■ **Exercise directions**: Format each line of the listing below as a numbered list, leaving out any blank lines.

Point-based annotation data:
· · · · · · ·
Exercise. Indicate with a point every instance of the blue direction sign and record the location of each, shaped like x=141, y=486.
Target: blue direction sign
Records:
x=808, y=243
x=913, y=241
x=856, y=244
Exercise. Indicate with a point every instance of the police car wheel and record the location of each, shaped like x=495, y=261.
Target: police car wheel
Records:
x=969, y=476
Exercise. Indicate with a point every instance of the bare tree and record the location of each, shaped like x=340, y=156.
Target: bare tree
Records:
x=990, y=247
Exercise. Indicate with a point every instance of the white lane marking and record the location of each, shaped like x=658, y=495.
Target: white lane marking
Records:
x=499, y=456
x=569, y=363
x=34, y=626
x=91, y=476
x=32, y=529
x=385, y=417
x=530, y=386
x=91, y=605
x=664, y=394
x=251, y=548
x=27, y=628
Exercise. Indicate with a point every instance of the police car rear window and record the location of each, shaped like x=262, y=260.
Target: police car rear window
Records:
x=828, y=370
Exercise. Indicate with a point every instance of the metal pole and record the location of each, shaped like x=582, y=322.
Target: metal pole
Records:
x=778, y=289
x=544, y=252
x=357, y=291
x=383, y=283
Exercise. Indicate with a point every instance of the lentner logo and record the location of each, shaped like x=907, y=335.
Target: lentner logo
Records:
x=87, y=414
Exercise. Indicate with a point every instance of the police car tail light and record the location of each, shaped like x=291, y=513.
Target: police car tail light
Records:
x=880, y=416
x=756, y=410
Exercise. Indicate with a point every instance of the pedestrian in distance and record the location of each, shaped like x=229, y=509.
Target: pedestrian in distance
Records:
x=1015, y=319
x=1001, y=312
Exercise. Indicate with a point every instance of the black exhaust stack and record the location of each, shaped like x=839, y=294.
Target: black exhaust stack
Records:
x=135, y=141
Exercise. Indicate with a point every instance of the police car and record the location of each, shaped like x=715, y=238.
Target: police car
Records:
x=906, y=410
· · · · · · ·
■ **Result of the task**:
1. Exercise. Indicate with a point every instance of the blue direction sign and record the location of each, shaped like x=141, y=486.
2. Target: blue direction sign
3. Records:
4. x=808, y=243
5. x=913, y=241
6. x=856, y=244
7. Exercise. Indicate with a point every instance of the police car wheel and record the location of each, shaped like x=495, y=261.
8. Target: police car wheel
9. Records:
10. x=969, y=476
11. Exercise. Indicate with a point every instance of the bare tree and record the location of each, shaped like x=340, y=156.
12. Target: bare tree
13. Records:
14. x=990, y=247
15. Exercise. Indicate with a point every instance of the white lane marking and record the location of each, shaped like x=658, y=495.
16. Target: white lane marking
17. Records:
18. x=499, y=456
19. x=569, y=363
20. x=34, y=626
21. x=91, y=476
22. x=32, y=529
23. x=385, y=417
24. x=530, y=386
25. x=91, y=605
26. x=664, y=394
27. x=251, y=548
28. x=27, y=628
29. Exercise. Indicate with a point every instance of the police car rear window and record the location of each, shaped like x=262, y=260.
30. Target: police car rear window
31. Records:
32. x=828, y=370
33. Exercise. Indicate with a point every instance of the metal pole and record the location of each, shaped like x=582, y=322.
34. Target: metal pole
35. Records:
36. x=778, y=289
37. x=544, y=252
38. x=357, y=291
39. x=383, y=283
40. Exercise. Indicate with a point every instance of the lentner logo and record the location of each, shaped like x=907, y=335.
41. Target: lentner logo
42. Records:
43. x=87, y=414
44. Exercise. Indicate with a point every instance of the police car tail light and record the location of each, shaped like x=291, y=513.
45. Target: police car tail light
46. Records:
47. x=880, y=416
48. x=756, y=410
49. Exercise. Indicate with a point every instance of the pedestrian in distance and record the location of each, shaped like x=229, y=509.
50. Target: pedestrian in distance
51. Records:
52. x=1015, y=319
53. x=1001, y=312
54. Exercise. Indicate with a point every instance of the black exhaust stack and record the location of each, shaped like x=839, y=294.
55. Target: black exhaust stack
56. Records:
57. x=135, y=141
58. Exercise. Indicate with a point every instance of the police car and record the location of each, shaped like x=715, y=238.
59. Target: police car
60. Records:
61. x=906, y=410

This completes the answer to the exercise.